» Work to do
Please print exactly the lines running from the one that contains "Would you mind indicating the stone building" to the end of the data, with both lines included.

# # # # # # #

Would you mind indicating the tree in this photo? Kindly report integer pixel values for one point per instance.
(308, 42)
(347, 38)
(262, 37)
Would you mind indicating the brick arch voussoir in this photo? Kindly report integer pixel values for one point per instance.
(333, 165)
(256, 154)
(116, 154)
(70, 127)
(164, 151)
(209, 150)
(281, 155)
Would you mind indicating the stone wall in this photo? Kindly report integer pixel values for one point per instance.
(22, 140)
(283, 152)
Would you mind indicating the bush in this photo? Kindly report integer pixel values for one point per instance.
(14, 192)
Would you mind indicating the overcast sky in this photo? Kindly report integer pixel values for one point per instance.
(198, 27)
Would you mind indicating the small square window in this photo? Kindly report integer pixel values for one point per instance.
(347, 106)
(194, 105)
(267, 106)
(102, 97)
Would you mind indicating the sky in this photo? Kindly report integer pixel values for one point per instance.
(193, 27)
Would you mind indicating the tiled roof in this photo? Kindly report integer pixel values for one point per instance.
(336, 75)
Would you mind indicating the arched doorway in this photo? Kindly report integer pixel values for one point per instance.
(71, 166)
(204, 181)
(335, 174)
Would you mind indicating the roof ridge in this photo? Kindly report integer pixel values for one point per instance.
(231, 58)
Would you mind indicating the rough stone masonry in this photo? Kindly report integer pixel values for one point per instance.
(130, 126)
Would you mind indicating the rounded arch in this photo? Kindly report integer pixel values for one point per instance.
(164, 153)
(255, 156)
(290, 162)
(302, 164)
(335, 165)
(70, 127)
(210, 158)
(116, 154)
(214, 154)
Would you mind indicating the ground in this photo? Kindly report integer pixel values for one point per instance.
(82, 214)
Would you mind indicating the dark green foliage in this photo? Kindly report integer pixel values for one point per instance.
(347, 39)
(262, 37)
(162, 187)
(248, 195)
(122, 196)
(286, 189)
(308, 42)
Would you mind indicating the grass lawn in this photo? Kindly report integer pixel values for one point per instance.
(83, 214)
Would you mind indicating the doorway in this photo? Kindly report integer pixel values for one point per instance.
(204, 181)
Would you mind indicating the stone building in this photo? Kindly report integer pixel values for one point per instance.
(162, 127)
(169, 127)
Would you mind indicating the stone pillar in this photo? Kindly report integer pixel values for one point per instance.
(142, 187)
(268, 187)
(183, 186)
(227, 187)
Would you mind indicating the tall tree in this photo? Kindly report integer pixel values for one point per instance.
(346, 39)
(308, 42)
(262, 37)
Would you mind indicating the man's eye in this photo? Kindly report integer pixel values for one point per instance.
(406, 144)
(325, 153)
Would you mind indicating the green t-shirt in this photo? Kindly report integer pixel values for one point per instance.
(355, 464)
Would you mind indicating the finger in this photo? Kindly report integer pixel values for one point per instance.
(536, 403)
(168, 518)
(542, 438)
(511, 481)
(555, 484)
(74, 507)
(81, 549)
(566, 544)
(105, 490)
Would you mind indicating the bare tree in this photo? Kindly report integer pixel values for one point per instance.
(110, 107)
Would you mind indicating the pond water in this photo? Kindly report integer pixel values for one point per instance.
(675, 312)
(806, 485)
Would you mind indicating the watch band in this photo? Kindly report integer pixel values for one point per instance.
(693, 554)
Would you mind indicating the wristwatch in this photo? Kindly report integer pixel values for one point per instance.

# # # # # # #

» Complete answer
Would you mind indicating the stone building in this photo? Kindly report integer pixel values for one point per instance.
(162, 127)
(169, 127)
Would you mind indicating the stone pillar in this photo? Kindly report integer pixel values for one point per instance.
(142, 187)
(268, 187)
(183, 186)
(227, 187)
Would you mind indicating the tall tree in this photo? Kindly report integer pixel values for one point per instance.
(346, 39)
(308, 42)
(262, 37)
Would you mind indicating the man's eye in this photo? Kindly report integer pixel values for one point per instance.
(406, 144)
(325, 153)
Would you mind indicating the green t-shirt in this photo? Kindly report integer pixel values for one point per instance.
(355, 464)
Would you mind indicating the finger in this photo? Kindly report integer pixel values for one point per instance.
(536, 403)
(168, 518)
(542, 438)
(511, 481)
(555, 484)
(74, 507)
(81, 549)
(566, 544)
(105, 490)
Would you mind indicating the bare tree in this photo? Kindly report integer pixel values for one point per instance.
(110, 107)
Would you mind indicating the pond water in this photo? Kindly report integer pixel values for one point per instance.
(675, 312)
(806, 485)
Would you mind indicating the watch band in this photo? Kindly report integer pixel values for one point per instance.
(693, 554)
Would you mind indicating the wristwatch in this photo? Kindly report integer pixel values for one point per instance.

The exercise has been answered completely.